### Input for this task
+ + + +
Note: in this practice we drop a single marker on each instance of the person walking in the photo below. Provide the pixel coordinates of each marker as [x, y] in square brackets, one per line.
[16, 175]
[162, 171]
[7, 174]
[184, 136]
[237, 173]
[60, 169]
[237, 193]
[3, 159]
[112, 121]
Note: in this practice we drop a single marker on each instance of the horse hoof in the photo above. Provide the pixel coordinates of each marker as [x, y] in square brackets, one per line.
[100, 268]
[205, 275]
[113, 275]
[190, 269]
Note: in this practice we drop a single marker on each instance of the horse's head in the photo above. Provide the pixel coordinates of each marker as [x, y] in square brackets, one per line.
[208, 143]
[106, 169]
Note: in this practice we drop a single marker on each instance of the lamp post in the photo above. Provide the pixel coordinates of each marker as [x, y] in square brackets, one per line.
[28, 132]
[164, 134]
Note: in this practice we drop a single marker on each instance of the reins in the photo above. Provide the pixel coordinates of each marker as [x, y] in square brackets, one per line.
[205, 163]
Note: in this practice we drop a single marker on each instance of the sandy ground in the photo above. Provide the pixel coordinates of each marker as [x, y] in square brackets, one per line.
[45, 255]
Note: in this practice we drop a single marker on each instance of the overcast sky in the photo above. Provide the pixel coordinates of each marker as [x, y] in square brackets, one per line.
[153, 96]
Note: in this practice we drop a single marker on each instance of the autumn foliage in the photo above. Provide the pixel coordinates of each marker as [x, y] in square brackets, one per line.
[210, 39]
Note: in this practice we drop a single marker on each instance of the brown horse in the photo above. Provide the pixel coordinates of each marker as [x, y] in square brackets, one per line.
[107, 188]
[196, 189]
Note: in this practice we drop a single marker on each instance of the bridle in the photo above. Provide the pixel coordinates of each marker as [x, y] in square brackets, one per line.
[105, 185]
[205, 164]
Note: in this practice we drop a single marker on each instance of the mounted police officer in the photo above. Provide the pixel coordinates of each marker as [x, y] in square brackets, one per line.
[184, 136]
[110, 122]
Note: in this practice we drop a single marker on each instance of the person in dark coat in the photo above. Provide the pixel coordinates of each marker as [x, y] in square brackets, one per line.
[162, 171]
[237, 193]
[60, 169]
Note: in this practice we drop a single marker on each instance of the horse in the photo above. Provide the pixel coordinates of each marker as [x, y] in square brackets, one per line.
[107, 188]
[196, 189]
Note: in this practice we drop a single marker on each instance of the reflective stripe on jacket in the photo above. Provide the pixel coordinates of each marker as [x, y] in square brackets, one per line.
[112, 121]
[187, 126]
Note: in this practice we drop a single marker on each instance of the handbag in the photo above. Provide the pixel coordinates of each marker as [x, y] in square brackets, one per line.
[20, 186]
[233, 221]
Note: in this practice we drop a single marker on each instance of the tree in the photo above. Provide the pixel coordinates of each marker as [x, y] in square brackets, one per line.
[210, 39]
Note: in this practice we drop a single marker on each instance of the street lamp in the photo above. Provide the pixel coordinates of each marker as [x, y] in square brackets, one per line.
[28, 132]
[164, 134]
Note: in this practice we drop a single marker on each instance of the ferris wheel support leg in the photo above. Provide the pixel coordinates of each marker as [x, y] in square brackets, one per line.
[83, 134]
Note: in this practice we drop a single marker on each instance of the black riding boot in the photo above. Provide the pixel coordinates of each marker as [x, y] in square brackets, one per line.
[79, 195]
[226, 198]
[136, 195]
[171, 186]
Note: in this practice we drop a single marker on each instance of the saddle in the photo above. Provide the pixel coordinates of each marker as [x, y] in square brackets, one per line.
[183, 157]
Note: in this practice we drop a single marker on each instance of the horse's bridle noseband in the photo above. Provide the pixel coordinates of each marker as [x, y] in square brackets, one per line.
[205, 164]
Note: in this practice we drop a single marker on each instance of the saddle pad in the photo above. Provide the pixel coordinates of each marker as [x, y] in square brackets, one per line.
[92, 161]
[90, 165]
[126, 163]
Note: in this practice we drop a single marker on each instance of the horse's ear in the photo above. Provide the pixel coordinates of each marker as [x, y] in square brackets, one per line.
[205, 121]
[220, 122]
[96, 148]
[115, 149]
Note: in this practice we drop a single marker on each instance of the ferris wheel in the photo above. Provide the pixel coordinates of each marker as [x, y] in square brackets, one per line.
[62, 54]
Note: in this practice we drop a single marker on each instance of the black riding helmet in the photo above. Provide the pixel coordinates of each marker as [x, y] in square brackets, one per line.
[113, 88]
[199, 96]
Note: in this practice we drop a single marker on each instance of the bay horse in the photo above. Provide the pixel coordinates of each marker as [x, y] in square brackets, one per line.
+ + + +
### Directions
A word-for-word repetition of the listing above is required.

### Task result
Note: in this practice we drop a single marker on each instance of the person walking in the photo below. Provide the pixel coordinates of each marker as [x, y] in square brackets, one per line.
[16, 175]
[162, 171]
[7, 174]
[184, 136]
[237, 173]
[60, 169]
[237, 193]
[3, 159]
[112, 121]
Note: in this practice we drop a single marker on each instance of the horse hoof in the photo above. Provide the pixel coordinates of each marker as [x, y] in square brackets, one per line.
[100, 268]
[205, 275]
[113, 275]
[190, 269]
Note: in this practice we drop a single marker on each instance of the horse's head in the photo above. Provide the pixel coordinates of each marker as [x, y] in square brackets, one per line.
[208, 143]
[106, 169]
Note: in this practice we drop a single marker on each instance of the lamp post in the photo above. Provide the pixel coordinates of each marker as [x, y] in square brackets, one per line.
[28, 132]
[164, 134]
Note: in this practice we drop a single marker on each instance of the reins in the photo above. Provide the pixel coordinates of each marker as [x, y] in square brackets, one per line.
[205, 163]
Note: in this practice we drop a single marker on each instance of the sandy ground in the photo above. Provide the pixel coordinates of each marker as [x, y] in square brackets, one per line.
[45, 255]
Note: in this practice we drop a single marker on each instance of the overcast sky in the photo above. Provide the pixel coordinates of each marker as [x, y] in square brackets, one per line.
[153, 96]
Note: in this practice we drop a single marker on each instance of the autumn foliage in the photo above. Provide the pixel coordinates of each marker as [x, y] in square brackets, one per line.
[210, 39]
Note: in this practice we drop a single marker on each instance of the brown horse in the photo above. Provide the pixel coordinates of each marker as [x, y] in square brackets, one per line.
[107, 188]
[196, 189]
Note: in this practice we drop a single marker on each instance of the bridle in the photo above. Provide the pixel coordinates of each marker as [x, y] in square brackets, one per line.
[105, 185]
[205, 164]
Note: in this practice we drop a single marker on each instance of the mounted police officer in the photo above. Provide the pixel coordinates of each marker as [x, y] in square brackets, one per line.
[184, 136]
[110, 122]
Note: in this practice we drop a single marker on each instance of the person in dark coat in the photo above. Provide the pixel coordinates of each marker as [x, y] in square brackets, one per line.
[162, 171]
[237, 193]
[60, 169]
Note: in this practice we drop a single marker on each instance of the horse in the photo above. Provide the pixel coordinates of each marker as [x, y] in square brackets, one per line.
[107, 188]
[196, 189]
Note: in this practice we drop a single marker on each instance of the reflective stripe on jacket in the photo above. Provide the pixel coordinates of each marker as [x, y] in square brackets, one per line.
[112, 121]
[187, 126]
Note: in this practice we drop a single marker on each instance of the handbag in the photo above. Provide the pixel coordinates of each marker as [x, y] in square brackets, one per line.
[20, 186]
[233, 221]
Note: in this practice we drop a single marker on each instance of the tree in the photo above. Provide the pixel coordinates of each marker as [x, y] in square brackets, one per line.
[210, 39]
Note: in this practice we drop a single marker on each instance of the street lamp in the photo above. Provide the pixel coordinates of each marker as [x, y] in square brackets, one per line.
[28, 132]
[164, 134]
Note: in this practice we drop a single marker on each instance of the ferris wheel support leg in the photo above. Provide the pixel coordinates of each marker as [x, y] in square brackets, one per line.
[83, 134]
Note: in this practice we drop a single marker on each instance of the black riding boot in the photo above. Provide the pixel coordinates of each marker as [x, y] in square brackets, one per line.
[79, 195]
[226, 198]
[136, 195]
[171, 186]
Note: in this practice we drop a single marker on each instance of the saddle in the photo above. Provide the pixel coordinates of each marker as [x, y] in square brackets, one per line.
[183, 157]
Note: in this practice we drop a single marker on each instance of the horse's bridle noseband in the photo above. Provide the pixel coordinates of each marker as [x, y] in square brackets, one per line.
[205, 164]
Note: in this practice we drop a single marker on each instance of the saddle pad in the photo above. Provide the pixel coordinates of each marker as [x, y] in square brackets, one per line.
[92, 161]
[90, 165]
[126, 163]
Note: in this practice we drop a single marker on each instance of the horse's ear in the photo above. Provide the pixel coordinates of each marker as [x, y] in square brackets, one per line.
[205, 121]
[220, 122]
[96, 148]
[115, 149]
Note: in this practice we drop a single marker on each instance of the ferris wheel in the photo above. Provide the pixel coordinates of each marker as [x, y] in square brackets, one per line.
[62, 54]
Note: in this practice we drop a single marker on each instance of the black riding helmet in the photo above. Provide the pixel coordinates of each marker as [x, y] in square brackets, one per line.
[113, 88]
[199, 96]
Note: in this practice we drop a single marker on each instance of the bay horse in the photo above. Provide the pixel coordinates of each marker as [x, y] in square brackets, one per line.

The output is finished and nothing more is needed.